There are logistic challenges in deciding who would provide and pay for these counseling services. Being part of medical school and residency curriculum would be fairly simple to set up but it becomes much more difficult to organize services for all the private physicians out there. However, I think there is a precedent for this. Currently individual states are able to require certain criteria for state licensure, such as CME’s, then perhaps a required amount of individual and group counseling sessions could be instituted as well. It would behoove State Medical Boards to provide these free of charge given the immense benefits to doctors and patients in their state. States already do this with educational material they have prioritized as essential for all license holding doctors to know. For instance, when I worked in Delaware the state required specific training in recognizing and reporting child abuse, educational materials they provided free of charge, before licenses could be granted or renewed. State Medical Boards would just have to recognize physician suicide as the public health crisis it is and prioritize the well being of physicians just like they would prioritize any other health crisis in their state.
But I think one of the larger obstacles to making counseling mandatory for training and practicing physicians is the association counseling has with mental illness and the stigma that carries. In fact, models where counseling is regularly used on non-mentally ill people on a large scale are rarely seen. The only time I’ve observed counseling being regularly set up for a general population is after a specific traumatic event like a school or workplace shooting. And then it’s usually only available to the victims of these events for a short while. It’s a shame we are not providing regular counseling for people encountering emotionally traumatic situations on a routine basis such as physicians, soldiers, EMTs, police, firefighters and any other profession that handles high stress, life and death situations. I think the rates of burnt out, depression, substance abuse, and suicide in all these professions would dramatically drop. And for physicians it might allow them to develop more emotional space to be able to spend time and listen to their patients.

Using the information:
- a) In the passage on counseling for physicians, what training did Delaware require before a license could be granted or renewed?
- b) Carry on the passage on counseling for physicians, picking up after its last sentence.

Exercise data:
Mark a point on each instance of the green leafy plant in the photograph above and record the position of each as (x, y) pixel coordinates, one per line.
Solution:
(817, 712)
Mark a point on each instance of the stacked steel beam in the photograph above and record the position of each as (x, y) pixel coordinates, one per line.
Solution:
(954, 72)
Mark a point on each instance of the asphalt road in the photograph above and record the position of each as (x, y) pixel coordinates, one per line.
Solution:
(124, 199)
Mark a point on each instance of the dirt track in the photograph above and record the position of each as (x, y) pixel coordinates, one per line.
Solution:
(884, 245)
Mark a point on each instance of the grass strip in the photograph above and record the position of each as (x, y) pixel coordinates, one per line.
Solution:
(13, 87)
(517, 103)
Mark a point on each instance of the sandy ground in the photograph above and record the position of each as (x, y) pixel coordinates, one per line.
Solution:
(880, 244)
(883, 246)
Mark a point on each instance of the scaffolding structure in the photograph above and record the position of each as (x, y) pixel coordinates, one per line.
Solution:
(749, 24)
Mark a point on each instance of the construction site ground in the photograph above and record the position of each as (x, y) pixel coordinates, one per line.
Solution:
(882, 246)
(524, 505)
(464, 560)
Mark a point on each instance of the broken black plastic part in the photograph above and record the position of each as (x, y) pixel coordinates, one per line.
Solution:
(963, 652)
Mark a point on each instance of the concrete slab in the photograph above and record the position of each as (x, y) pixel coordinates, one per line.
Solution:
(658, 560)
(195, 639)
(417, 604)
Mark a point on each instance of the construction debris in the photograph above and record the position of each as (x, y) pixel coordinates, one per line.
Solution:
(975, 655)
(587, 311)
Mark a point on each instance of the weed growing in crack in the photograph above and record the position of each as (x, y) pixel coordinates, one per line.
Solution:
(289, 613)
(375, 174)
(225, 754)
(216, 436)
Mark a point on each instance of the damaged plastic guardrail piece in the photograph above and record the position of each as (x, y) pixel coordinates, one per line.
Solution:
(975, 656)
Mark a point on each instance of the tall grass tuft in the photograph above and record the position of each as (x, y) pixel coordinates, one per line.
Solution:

Answers given:
- a) Delaware required specific training in recognizing and reporting child abuse.

- b)
I don’t know the circumstances of the two suicides at my former Medical School but I can speak from my own experience and the behaviors I’ve witnessed from my colleagues. The benefit of having an excellent emotional support system for doctors that includes regular individual and group counseling without any associated stigma would far outweigh it’s cost. And there is a precedent to be able to provide this as a requirement through individual state Medical Boards. But first the culture of medicine needs to stop asking physicians to suck up their emotional trauma and start accepting the demands of the job require a healthy outlet to ensure physicians and patients can continue to thrive.